Provided text:

══════════════════════════════

At year's end, 12-year-old Jessica Powers was killed by a gun blast to the face. One of the three teenage boys who were in the Elk River Road home at the time of the shooting has been charged with murder.

Also in Humboldt County in 1994: Drive-by shootings, an increase in crime, especially during the summer, and several teenage suicides. What ever happened to the halcyon days of youth?

"I wouldn't want to be a kid today," said Rose Baker, a parenting instructor and foster mother who lives in Eureka, and many people probably would agree.

"Youth is wholly experimental," Robert Louis Stevenson wrote, and being young has meant testing limits and rebellions. But a world with AIDS, methamphetamine, crack cocaine, gangs and guns is a world that's grown less forgiving of youthful indiscretions. Mistakes that used to serve as learning experiences now may be fatal errors, because sex can kill, and so can a fighting word.

"It's no longer safe to just flip somebody off, because you might get a shotgun in your face," said Paul Jones, Humboldt County sheriff deputy. "It's a real scary thing."

Adults fear for youth, but they also are in fear of them. In 1992 the FBI estimated there were 2.3 million arrests of juveniles in the United States. About 130,000 of those were for violent offenses. From 1983 to 1992, the rate of juveniles being arrested for violent crimes increased 57 percent; arrests for homicide climbed 128 percent.

Since 1983, the Humboldt County Probation Department has seen a 44 percent increase in referrals to its juvenile services, with one of the biggest jumps in assault, assault with a deadly weapon and battery (up 357 percent).

Society's response has been varied, from tougher laws to tougher love. Local law enforcement agencies have prevention programs such as DARE (Drug Abuse Resistance Education); schools have banned the wearing of gang colors and welcomed officers on campus. Special counseling programs are offered, and some schools have instituted "conflict management teams" to defuse tensions among student groups.

In fact, the list of programs, projects and organizations - either in place or in the planning stage - is impressive in length and variety. Some try to reach children at school; other efforts are focused more on family.

Many of these projects are fairly new, but already some people are saying a different approach is needed if society really is serious about saving its kids. What many critics are urging - both nationwide and in Humboldt County - is a community effort, a united front of law enforcement, schools, parents and businesses raising a hand to say "stop."

Few people in Humboldt County are as aware of the problems facing kids today as Fran Slaughter. Amber was her oldest daughter, and the news that her firstborn was found dead in the rain, a bullet fired into the back of her head, changed Fran's life and focus.

It's been nearly a year, but two of the suspects in Amber's shooting have yet to go to trial. (The third teenager charged, Abraham Gerving, has pleaded guilty and agreed to testify against Tommy Winger, 16, and Jerry Dunaway, 18.) A gag order has been placed on the proceedings.

Fran Slaughter has been busy these past 12 months: She operates her own landscape maintenance business, and is a wife and mother with two other daughters, Alison, 13, and Erika, 10. She is a familiar figure on the second floor of the courthouse, attending the multitude of court hearings that accompany contested murder charges. In what she laughably calls her "spare time," she also has started Parents Advocating Safe Schools. When Slaughter talks about PASS, it's with a mixture of passion and questioning: She isn't sure what went wrong for Amber, but she's trying to find out, and PASS is part of that search.

══════════════════════════════

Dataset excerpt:
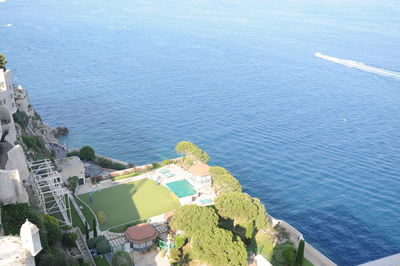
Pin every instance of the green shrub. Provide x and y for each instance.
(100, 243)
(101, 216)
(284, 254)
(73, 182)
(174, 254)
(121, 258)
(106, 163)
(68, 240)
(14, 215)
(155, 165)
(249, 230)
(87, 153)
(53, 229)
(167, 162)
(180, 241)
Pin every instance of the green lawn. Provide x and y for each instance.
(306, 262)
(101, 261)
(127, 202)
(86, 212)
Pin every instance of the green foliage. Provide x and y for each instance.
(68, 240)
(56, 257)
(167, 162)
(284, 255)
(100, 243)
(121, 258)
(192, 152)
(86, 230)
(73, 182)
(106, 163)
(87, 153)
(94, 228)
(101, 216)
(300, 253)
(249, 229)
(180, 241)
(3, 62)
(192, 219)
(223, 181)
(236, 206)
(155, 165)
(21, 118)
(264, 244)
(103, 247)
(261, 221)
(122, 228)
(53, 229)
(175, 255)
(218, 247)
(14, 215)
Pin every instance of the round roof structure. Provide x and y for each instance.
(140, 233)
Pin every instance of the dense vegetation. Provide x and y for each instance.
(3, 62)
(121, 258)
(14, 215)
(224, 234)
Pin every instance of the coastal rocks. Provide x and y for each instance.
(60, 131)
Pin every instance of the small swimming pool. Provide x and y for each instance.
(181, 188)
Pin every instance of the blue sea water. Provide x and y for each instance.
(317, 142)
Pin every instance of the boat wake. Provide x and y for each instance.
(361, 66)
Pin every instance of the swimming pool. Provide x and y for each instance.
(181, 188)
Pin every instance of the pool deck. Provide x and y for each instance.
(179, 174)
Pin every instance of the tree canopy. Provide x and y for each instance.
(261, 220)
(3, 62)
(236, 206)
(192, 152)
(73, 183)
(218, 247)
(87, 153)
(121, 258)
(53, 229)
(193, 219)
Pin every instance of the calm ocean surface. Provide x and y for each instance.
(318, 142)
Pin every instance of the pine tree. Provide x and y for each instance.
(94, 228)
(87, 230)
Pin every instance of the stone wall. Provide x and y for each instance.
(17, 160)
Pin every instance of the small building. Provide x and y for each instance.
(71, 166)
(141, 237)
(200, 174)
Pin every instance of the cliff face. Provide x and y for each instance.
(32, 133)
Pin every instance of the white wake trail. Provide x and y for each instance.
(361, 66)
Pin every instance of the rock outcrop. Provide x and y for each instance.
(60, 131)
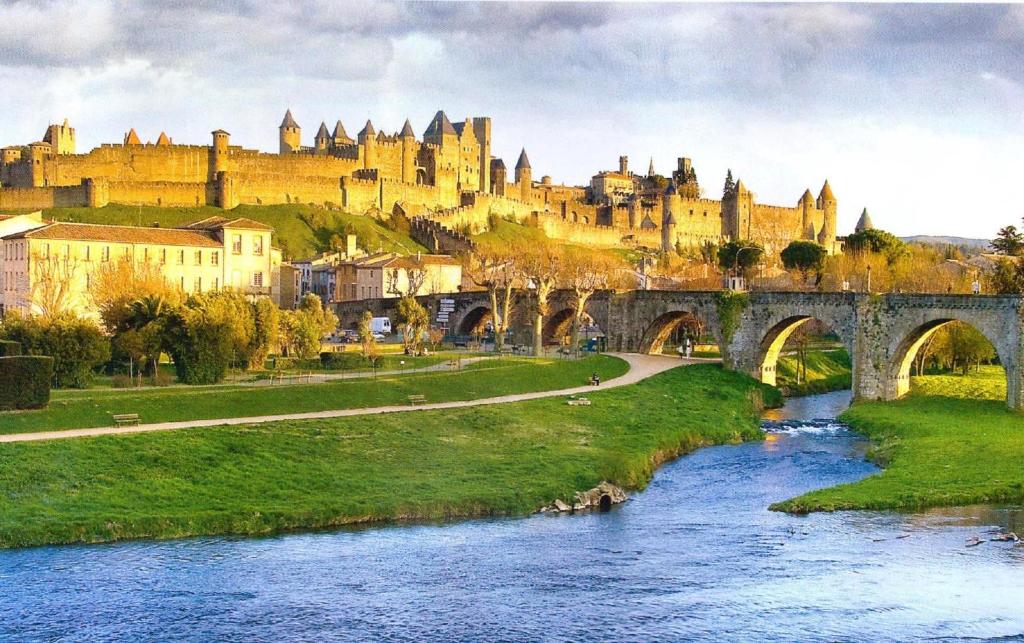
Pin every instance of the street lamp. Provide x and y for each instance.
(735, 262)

══════════════════════════════

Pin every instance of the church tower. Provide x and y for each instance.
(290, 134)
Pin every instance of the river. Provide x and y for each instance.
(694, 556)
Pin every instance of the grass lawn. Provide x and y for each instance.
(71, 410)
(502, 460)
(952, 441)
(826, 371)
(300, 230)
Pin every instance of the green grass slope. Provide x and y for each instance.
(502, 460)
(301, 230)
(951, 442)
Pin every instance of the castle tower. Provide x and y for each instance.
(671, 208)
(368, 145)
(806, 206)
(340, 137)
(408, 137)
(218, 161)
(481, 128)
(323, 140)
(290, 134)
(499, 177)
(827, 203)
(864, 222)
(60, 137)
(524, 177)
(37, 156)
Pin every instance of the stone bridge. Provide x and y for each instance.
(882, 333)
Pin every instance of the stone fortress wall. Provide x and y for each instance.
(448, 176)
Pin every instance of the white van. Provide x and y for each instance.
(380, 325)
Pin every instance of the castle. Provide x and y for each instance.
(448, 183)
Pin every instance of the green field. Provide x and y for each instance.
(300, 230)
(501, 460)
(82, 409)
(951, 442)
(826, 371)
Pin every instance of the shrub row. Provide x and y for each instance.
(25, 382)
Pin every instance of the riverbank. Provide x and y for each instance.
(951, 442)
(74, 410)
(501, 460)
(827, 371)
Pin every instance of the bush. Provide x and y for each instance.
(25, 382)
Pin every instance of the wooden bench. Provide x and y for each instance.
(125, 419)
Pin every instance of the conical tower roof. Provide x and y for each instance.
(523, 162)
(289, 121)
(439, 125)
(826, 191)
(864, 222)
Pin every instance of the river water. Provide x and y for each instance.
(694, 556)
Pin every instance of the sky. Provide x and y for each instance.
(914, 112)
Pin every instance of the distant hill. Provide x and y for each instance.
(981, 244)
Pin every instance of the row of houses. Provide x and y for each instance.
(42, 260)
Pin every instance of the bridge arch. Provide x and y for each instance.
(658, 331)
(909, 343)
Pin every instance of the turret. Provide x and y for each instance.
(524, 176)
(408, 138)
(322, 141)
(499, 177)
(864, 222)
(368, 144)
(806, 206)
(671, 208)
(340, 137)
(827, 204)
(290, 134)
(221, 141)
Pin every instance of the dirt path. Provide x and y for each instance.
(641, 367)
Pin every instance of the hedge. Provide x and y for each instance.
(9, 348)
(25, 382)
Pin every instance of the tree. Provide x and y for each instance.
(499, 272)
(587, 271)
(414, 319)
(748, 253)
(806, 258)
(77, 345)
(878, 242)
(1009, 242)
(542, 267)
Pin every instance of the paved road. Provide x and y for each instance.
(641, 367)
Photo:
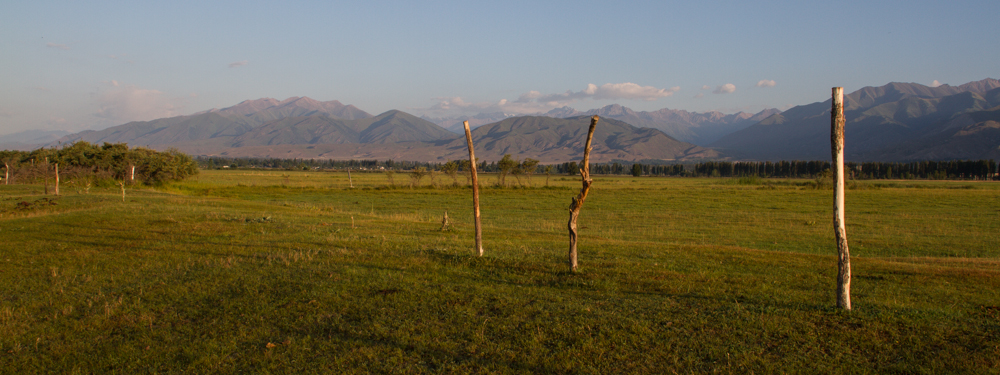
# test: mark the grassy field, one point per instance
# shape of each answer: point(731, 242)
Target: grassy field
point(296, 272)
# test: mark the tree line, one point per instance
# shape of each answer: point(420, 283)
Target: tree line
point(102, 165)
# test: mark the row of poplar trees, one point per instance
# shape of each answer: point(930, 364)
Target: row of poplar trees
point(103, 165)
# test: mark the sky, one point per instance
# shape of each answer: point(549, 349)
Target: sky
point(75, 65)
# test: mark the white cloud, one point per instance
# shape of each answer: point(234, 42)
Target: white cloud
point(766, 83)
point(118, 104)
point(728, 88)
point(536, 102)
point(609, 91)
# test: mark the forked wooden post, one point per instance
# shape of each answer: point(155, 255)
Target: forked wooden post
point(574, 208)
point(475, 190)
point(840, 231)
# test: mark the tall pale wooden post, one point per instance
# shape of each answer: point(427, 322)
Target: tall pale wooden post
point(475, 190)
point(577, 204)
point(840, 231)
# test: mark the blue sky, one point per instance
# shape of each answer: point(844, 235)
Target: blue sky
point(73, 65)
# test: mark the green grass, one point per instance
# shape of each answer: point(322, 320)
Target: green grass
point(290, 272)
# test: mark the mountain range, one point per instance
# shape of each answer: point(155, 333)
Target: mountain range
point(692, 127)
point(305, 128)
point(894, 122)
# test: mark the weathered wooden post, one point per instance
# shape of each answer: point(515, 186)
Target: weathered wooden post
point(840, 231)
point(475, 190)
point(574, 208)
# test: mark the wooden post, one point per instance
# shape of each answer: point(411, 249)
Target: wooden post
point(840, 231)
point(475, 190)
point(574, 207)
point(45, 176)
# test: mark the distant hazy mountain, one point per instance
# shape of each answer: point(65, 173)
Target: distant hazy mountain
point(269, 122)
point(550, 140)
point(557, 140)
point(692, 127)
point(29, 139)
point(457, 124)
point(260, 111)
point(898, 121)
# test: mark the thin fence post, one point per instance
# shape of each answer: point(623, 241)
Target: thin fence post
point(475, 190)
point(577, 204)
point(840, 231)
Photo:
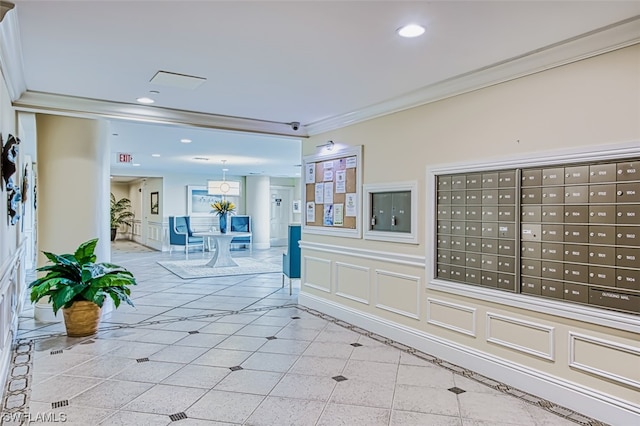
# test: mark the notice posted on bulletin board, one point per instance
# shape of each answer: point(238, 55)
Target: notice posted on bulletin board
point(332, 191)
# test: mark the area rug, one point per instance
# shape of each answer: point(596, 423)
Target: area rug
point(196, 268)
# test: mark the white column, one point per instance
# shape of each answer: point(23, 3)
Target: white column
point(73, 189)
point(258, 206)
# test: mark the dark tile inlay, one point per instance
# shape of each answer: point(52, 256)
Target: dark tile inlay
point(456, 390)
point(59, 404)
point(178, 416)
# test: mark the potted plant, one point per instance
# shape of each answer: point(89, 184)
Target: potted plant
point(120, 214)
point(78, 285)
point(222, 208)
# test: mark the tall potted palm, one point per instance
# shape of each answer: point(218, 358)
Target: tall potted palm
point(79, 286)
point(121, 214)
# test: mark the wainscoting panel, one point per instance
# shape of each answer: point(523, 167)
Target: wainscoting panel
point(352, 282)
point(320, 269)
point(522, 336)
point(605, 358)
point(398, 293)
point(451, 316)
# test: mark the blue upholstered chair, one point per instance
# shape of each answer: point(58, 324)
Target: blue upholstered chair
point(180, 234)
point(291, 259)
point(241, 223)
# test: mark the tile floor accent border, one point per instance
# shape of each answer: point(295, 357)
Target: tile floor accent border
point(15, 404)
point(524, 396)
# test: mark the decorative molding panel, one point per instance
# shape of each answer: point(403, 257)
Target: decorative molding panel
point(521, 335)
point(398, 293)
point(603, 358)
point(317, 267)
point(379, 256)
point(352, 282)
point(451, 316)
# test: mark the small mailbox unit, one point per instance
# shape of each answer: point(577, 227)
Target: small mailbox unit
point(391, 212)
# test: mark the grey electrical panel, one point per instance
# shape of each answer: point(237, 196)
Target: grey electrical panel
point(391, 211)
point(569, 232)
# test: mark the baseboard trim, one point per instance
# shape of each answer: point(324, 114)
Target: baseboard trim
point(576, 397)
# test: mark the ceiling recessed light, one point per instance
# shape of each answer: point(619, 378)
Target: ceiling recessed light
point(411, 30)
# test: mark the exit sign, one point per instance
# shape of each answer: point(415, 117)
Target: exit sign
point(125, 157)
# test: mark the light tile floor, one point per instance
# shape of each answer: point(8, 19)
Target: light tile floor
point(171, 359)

══════════════════════════════

Given problem A: Which teenagers does the article on youth violence in Humboldt County name as charged in Amber's shooting?
Given problem B: Could you copy out the lines in the records that start with the line containing "# test: mark the light" and run through the line containing "point(171, 359)"?

Exercise response A: Abraham Gerving, Tommy Winger, and Jerry Dunaway.

Exercise response B:
# test: mark the light tile floor, one point per instance
# shape of each answer: point(8, 19)
Target: light tile floor
point(171, 359)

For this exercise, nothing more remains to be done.